◆ Work required
Pick out every line below that contains the word "metal" and copy each one. Uppercase and lowercase letters count as different.

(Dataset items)

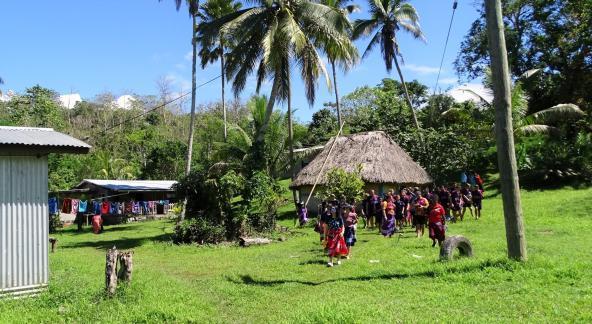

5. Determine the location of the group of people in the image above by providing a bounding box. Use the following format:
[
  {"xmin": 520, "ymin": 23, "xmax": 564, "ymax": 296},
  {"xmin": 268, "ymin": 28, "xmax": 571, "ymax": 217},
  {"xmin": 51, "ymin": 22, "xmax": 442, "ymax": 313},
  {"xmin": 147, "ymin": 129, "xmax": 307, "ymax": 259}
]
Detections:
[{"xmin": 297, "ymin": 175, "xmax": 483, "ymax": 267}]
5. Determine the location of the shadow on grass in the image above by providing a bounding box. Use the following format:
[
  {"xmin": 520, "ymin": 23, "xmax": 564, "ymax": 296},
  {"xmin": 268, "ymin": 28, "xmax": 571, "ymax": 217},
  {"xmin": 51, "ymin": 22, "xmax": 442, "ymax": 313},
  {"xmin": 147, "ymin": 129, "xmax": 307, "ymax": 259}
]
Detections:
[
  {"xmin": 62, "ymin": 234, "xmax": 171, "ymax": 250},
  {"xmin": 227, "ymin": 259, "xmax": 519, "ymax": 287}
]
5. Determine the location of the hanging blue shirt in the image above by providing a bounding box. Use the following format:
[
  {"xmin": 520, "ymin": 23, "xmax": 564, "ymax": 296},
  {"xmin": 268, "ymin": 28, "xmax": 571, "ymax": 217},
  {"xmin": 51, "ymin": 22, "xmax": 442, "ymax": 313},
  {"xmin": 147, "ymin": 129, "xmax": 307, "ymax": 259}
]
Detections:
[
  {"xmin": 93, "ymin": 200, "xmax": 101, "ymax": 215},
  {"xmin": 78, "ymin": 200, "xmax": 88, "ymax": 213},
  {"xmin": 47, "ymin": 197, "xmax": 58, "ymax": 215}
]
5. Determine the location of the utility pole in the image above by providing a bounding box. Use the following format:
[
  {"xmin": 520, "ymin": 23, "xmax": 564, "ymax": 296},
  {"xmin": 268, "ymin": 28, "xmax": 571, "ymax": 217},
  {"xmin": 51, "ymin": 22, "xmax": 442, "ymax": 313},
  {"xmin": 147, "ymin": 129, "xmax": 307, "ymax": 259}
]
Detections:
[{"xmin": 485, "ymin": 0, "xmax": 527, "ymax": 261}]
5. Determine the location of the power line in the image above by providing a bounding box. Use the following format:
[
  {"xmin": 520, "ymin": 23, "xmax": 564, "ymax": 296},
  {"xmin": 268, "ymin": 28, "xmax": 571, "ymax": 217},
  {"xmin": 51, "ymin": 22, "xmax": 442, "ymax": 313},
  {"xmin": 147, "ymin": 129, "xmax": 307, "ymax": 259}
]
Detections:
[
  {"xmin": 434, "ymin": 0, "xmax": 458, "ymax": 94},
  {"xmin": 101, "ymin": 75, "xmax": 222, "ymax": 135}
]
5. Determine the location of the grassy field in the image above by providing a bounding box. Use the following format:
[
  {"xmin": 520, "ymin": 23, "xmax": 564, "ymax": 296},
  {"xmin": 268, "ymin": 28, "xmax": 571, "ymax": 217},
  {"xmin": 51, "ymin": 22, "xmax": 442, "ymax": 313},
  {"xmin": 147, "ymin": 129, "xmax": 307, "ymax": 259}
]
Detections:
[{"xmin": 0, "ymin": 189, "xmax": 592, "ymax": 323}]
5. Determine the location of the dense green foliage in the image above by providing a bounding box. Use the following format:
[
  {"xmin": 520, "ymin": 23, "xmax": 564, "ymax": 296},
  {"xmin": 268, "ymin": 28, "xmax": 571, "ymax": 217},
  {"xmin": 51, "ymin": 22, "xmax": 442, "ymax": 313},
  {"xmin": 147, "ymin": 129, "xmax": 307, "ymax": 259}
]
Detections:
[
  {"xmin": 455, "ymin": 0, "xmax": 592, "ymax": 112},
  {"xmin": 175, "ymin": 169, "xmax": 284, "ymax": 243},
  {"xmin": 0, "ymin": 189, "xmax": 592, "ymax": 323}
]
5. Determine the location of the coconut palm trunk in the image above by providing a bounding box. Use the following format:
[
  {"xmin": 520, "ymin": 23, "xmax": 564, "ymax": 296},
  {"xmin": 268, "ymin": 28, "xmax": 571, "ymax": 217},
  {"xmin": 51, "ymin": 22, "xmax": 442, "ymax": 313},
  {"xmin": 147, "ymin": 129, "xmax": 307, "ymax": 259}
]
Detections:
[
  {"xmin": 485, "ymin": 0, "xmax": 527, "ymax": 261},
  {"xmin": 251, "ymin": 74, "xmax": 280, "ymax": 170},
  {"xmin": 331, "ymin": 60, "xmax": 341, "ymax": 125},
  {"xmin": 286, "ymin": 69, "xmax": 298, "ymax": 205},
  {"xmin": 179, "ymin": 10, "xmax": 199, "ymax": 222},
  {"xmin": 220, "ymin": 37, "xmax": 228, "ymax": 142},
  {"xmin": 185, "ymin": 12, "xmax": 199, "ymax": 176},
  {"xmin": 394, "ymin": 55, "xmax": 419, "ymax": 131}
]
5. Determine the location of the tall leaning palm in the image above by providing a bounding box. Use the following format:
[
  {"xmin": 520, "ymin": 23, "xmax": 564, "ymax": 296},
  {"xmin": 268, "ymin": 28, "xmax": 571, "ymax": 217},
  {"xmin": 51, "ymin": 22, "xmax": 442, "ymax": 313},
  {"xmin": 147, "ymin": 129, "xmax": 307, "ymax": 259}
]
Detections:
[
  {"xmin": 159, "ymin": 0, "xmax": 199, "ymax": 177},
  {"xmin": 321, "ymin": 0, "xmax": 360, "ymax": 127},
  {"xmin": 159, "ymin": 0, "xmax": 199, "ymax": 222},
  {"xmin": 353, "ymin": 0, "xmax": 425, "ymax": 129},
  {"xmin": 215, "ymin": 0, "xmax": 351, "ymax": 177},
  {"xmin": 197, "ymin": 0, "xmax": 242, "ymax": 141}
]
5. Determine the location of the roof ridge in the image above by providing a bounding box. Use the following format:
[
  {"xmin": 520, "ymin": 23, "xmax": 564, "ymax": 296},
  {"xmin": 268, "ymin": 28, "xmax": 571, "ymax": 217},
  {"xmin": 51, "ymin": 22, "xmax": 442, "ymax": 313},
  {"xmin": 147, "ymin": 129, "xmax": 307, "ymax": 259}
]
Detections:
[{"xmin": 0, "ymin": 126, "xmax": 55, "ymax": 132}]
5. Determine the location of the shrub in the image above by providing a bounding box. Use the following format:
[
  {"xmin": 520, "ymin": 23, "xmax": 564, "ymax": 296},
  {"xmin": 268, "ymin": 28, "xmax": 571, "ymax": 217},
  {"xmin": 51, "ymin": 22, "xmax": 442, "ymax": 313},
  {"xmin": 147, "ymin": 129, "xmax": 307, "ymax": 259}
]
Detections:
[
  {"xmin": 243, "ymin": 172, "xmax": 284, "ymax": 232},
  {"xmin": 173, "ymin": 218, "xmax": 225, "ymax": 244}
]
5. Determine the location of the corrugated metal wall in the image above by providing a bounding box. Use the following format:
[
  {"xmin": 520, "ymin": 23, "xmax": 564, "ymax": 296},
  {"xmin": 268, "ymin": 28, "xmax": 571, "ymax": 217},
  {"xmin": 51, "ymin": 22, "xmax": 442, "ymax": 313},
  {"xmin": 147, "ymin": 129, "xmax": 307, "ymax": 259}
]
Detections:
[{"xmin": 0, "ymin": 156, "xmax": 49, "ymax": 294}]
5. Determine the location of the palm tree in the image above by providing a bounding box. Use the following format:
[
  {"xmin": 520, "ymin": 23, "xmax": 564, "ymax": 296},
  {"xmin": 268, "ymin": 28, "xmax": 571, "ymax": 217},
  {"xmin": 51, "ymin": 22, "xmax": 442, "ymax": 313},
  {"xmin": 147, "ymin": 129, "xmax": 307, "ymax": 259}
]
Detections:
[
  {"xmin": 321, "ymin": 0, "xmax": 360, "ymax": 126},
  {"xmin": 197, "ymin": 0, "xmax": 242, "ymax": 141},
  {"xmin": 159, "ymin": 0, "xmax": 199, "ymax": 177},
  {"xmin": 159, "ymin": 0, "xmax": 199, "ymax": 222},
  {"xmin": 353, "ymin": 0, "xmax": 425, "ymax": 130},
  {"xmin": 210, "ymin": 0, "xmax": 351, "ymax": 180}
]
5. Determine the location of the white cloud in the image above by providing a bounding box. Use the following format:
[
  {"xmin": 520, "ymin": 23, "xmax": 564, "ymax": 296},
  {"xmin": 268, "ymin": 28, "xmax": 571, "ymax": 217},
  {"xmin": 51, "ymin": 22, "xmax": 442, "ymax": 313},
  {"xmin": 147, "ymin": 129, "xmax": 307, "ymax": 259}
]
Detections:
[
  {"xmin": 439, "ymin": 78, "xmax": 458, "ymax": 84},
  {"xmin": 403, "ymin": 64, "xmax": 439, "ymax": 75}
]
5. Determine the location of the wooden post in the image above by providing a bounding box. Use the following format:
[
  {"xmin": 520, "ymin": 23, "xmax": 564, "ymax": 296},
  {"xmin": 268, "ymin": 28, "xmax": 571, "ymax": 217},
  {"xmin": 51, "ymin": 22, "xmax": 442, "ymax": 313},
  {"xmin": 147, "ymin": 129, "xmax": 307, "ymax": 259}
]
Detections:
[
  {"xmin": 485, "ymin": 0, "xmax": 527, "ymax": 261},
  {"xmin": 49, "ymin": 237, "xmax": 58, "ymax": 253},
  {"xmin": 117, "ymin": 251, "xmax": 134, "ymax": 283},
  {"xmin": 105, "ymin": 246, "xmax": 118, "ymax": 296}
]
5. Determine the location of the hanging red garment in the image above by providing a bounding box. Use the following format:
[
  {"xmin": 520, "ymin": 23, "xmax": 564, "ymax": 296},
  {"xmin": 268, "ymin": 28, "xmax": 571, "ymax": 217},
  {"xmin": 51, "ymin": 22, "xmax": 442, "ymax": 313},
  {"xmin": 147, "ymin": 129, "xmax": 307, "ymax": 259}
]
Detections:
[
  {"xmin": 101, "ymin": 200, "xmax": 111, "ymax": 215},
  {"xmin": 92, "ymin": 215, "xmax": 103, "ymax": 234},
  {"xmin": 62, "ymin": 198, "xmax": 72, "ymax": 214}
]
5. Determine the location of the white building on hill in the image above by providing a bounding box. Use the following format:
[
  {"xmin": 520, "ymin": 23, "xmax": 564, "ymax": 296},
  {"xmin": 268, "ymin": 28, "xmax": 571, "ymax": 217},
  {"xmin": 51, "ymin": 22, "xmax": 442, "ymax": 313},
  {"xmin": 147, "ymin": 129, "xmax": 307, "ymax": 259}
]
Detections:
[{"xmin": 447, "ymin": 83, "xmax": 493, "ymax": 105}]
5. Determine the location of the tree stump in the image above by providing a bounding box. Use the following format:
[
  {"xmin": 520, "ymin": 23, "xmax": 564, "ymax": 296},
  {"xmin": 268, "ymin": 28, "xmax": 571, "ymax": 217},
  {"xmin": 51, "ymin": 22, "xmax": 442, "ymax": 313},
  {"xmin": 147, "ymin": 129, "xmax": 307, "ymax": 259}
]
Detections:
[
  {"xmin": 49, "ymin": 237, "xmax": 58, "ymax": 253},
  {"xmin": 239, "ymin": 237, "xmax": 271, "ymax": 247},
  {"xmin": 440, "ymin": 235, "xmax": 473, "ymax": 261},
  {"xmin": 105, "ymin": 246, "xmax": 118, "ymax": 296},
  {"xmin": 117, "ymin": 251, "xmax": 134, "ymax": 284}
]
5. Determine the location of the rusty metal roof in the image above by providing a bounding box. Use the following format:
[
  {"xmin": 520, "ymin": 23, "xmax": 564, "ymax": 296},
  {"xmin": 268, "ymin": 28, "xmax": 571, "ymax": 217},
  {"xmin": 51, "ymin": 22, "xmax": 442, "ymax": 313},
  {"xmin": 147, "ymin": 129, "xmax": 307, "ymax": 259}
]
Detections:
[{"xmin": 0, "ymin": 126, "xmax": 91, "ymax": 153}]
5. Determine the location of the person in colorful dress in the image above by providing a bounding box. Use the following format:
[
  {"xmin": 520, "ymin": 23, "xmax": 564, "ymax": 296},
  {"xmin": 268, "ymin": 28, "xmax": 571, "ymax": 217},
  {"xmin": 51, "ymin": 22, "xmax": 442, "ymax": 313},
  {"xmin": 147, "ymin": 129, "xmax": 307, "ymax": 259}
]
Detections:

◆ Solution for this task
5. Determine the location of the corrugated metal wall in the image above by providing a bounding box. Use the following format:
5. Determine the location of the rusty metal roof in the image above by providing a bounding box. Use the following format:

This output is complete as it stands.